(Point-per-instance localization data)
>>>>>

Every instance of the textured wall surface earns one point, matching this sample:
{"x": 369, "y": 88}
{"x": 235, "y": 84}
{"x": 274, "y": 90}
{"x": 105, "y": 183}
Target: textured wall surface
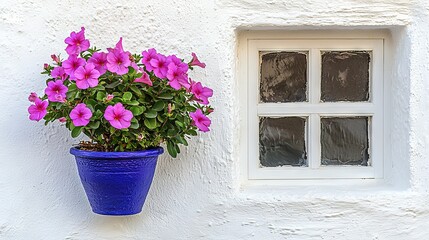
{"x": 198, "y": 195}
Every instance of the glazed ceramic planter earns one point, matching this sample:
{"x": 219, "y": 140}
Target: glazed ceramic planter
{"x": 116, "y": 183}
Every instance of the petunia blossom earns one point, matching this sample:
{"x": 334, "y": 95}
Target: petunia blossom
{"x": 56, "y": 59}
{"x": 99, "y": 59}
{"x": 200, "y": 120}
{"x": 56, "y": 91}
{"x": 178, "y": 62}
{"x": 80, "y": 115}
{"x": 58, "y": 72}
{"x": 33, "y": 96}
{"x": 118, "y": 116}
{"x": 201, "y": 93}
{"x": 109, "y": 97}
{"x": 177, "y": 77}
{"x": 196, "y": 62}
{"x": 71, "y": 64}
{"x": 144, "y": 79}
{"x": 147, "y": 57}
{"x": 38, "y": 110}
{"x": 87, "y": 76}
{"x": 77, "y": 43}
{"x": 160, "y": 65}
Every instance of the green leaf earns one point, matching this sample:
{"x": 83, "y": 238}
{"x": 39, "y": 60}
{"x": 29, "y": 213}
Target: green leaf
{"x": 150, "y": 114}
{"x": 127, "y": 96}
{"x": 98, "y": 88}
{"x": 150, "y": 123}
{"x": 76, "y": 131}
{"x": 158, "y": 106}
{"x": 171, "y": 149}
{"x": 72, "y": 87}
{"x": 132, "y": 103}
{"x": 135, "y": 125}
{"x": 180, "y": 124}
{"x": 182, "y": 140}
{"x": 166, "y": 96}
{"x": 98, "y": 113}
{"x": 113, "y": 84}
{"x": 136, "y": 90}
{"x": 193, "y": 132}
{"x": 91, "y": 104}
{"x": 136, "y": 110}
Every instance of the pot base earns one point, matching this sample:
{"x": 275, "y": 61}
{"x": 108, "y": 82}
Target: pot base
{"x": 116, "y": 183}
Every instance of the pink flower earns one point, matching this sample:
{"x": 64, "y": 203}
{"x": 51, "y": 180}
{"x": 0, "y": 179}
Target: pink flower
{"x": 147, "y": 57}
{"x": 160, "y": 65}
{"x": 118, "y": 116}
{"x": 99, "y": 59}
{"x": 201, "y": 93}
{"x": 87, "y": 76}
{"x": 200, "y": 120}
{"x": 77, "y": 43}
{"x": 196, "y": 62}
{"x": 109, "y": 97}
{"x": 38, "y": 110}
{"x": 58, "y": 72}
{"x": 177, "y": 77}
{"x": 144, "y": 79}
{"x": 80, "y": 115}
{"x": 118, "y": 62}
{"x": 55, "y": 58}
{"x": 56, "y": 91}
{"x": 33, "y": 96}
{"x": 71, "y": 64}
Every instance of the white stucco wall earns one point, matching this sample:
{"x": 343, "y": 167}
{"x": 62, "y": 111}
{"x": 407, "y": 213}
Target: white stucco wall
{"x": 198, "y": 195}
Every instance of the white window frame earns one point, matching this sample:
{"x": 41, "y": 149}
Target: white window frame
{"x": 249, "y": 66}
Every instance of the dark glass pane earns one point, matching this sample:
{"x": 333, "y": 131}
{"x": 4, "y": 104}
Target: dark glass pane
{"x": 344, "y": 141}
{"x": 345, "y": 76}
{"x": 282, "y": 141}
{"x": 283, "y": 77}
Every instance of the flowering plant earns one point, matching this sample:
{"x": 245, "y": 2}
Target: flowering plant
{"x": 123, "y": 101}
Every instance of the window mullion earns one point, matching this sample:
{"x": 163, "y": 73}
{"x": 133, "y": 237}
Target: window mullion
{"x": 314, "y": 119}
{"x": 314, "y": 76}
{"x": 314, "y": 141}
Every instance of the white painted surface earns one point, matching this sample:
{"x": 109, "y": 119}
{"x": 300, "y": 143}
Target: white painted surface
{"x": 197, "y": 196}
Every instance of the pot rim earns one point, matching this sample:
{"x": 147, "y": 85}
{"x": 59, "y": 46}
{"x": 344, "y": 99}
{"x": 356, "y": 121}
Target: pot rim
{"x": 151, "y": 152}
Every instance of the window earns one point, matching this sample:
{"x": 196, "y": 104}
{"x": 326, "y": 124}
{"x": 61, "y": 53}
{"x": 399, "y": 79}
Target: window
{"x": 313, "y": 107}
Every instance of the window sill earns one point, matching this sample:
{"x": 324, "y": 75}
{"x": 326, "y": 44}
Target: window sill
{"x": 297, "y": 190}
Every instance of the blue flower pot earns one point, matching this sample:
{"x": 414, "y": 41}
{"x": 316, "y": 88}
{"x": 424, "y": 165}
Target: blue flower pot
{"x": 116, "y": 183}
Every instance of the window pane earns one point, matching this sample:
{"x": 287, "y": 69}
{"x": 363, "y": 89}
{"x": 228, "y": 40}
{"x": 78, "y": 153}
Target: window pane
{"x": 283, "y": 77}
{"x": 345, "y": 141}
{"x": 345, "y": 76}
{"x": 282, "y": 141}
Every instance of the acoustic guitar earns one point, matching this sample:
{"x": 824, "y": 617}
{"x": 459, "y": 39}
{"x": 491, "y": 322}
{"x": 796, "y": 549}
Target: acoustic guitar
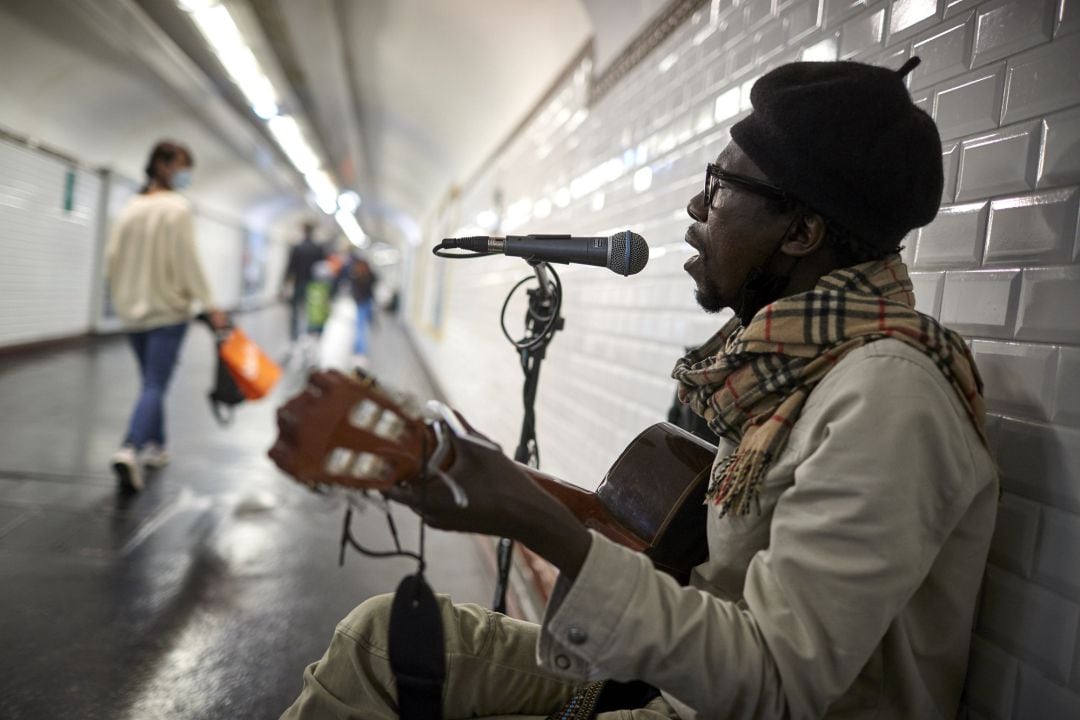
{"x": 350, "y": 432}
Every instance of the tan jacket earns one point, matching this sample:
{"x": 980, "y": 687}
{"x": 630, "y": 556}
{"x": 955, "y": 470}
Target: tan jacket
{"x": 151, "y": 262}
{"x": 851, "y": 595}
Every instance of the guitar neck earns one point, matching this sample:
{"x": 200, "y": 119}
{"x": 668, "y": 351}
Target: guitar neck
{"x": 586, "y": 506}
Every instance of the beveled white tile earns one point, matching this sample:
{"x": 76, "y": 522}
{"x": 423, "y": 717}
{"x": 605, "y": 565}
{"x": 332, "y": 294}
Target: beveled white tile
{"x": 837, "y": 11}
{"x": 1054, "y": 566}
{"x": 950, "y": 167}
{"x": 1015, "y": 534}
{"x": 1050, "y": 304}
{"x": 999, "y": 162}
{"x": 800, "y": 19}
{"x": 1037, "y": 228}
{"x": 909, "y": 16}
{"x": 990, "y": 685}
{"x": 861, "y": 34}
{"x": 1038, "y": 697}
{"x": 1033, "y": 623}
{"x": 944, "y": 52}
{"x": 1061, "y": 151}
{"x": 1068, "y": 386}
{"x": 954, "y": 239}
{"x": 1008, "y": 27}
{"x": 1018, "y": 379}
{"x": 970, "y": 104}
{"x": 1042, "y": 80}
{"x": 981, "y": 302}
{"x": 1040, "y": 461}
{"x": 927, "y": 287}
{"x": 1068, "y": 17}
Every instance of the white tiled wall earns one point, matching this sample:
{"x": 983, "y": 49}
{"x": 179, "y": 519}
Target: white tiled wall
{"x": 46, "y": 252}
{"x": 1002, "y": 80}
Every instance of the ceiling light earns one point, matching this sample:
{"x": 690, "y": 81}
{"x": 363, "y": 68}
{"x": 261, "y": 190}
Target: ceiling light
{"x": 324, "y": 188}
{"x": 287, "y": 133}
{"x": 349, "y": 201}
{"x": 196, "y": 5}
{"x": 228, "y": 43}
{"x": 351, "y": 228}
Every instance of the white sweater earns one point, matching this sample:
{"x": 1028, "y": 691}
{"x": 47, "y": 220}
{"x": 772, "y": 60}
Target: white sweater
{"x": 850, "y": 595}
{"x": 152, "y": 265}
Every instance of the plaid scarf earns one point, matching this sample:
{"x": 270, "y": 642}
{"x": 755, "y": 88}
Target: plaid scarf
{"x": 750, "y": 383}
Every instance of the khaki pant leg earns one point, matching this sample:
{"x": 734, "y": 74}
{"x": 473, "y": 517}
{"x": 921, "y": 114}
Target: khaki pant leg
{"x": 490, "y": 668}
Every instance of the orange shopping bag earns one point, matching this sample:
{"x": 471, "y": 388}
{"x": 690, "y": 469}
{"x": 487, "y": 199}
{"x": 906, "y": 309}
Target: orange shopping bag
{"x": 252, "y": 368}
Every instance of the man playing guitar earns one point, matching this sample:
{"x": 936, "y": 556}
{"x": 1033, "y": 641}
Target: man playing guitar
{"x": 850, "y": 505}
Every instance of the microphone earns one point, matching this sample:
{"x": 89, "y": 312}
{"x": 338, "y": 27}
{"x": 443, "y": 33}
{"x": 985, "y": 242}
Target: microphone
{"x": 624, "y": 253}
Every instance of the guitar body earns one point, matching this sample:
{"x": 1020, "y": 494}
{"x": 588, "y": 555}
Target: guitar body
{"x": 345, "y": 431}
{"x": 651, "y": 500}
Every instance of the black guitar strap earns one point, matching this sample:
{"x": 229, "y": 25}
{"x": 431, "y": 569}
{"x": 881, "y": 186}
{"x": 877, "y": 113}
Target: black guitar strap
{"x": 417, "y": 654}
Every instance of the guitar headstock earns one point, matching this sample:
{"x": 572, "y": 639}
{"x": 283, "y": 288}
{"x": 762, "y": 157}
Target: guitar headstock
{"x": 347, "y": 431}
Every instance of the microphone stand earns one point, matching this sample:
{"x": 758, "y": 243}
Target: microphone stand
{"x": 542, "y": 320}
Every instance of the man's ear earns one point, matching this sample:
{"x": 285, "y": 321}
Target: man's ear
{"x": 807, "y": 235}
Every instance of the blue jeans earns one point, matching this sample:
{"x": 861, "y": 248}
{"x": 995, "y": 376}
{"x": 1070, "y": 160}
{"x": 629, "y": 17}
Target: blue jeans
{"x": 157, "y": 351}
{"x": 363, "y": 322}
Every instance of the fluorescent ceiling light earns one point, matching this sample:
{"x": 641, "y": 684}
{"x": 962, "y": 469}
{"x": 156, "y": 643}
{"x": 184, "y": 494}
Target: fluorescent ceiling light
{"x": 235, "y": 56}
{"x": 196, "y": 5}
{"x": 287, "y": 133}
{"x": 324, "y": 188}
{"x": 351, "y": 228}
{"x": 349, "y": 201}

<<<<<

▶ _TASK DIRECTIONS_: Retype exactly, please, each line from the line that contains "Target: guitar headstock" through the last line of the entries above, with nothing added.

▶ _TASK RESULT_:
Target: guitar headstock
{"x": 347, "y": 431}
Every instance of the microphone stand earns one point, matching this sample:
{"x": 758, "y": 243}
Target: microphone stand
{"x": 542, "y": 320}
Every instance of the man's ear earns one point, matching this sample:
{"x": 285, "y": 321}
Target: man's ear
{"x": 807, "y": 235}
Every instance of the blue jeans earns one point, matching this sample:
{"x": 861, "y": 248}
{"x": 995, "y": 376}
{"x": 1070, "y": 160}
{"x": 629, "y": 17}
Target: blue jeans
{"x": 157, "y": 351}
{"x": 363, "y": 322}
Every instance of the fluorescent ceiling light earns one point, matching this sample:
{"x": 641, "y": 684}
{"x": 962, "y": 469}
{"x": 156, "y": 643}
{"x": 184, "y": 494}
Target: fluorescent ceiling light
{"x": 235, "y": 56}
{"x": 196, "y": 5}
{"x": 287, "y": 133}
{"x": 324, "y": 188}
{"x": 351, "y": 228}
{"x": 349, "y": 201}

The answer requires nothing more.